(EXERCISE MATERIAL):

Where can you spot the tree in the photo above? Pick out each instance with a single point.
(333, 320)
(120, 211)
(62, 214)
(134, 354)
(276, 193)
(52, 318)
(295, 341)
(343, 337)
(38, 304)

(WHAT TO PRODUCE):
Write the lines above out again word for word, keeping their order.

(EXERCISE SOLUTION):
Where can you spot the tree in the photo above? Pick out each instance with a single point.
(333, 320)
(120, 211)
(62, 214)
(134, 354)
(276, 193)
(52, 318)
(295, 341)
(343, 337)
(38, 304)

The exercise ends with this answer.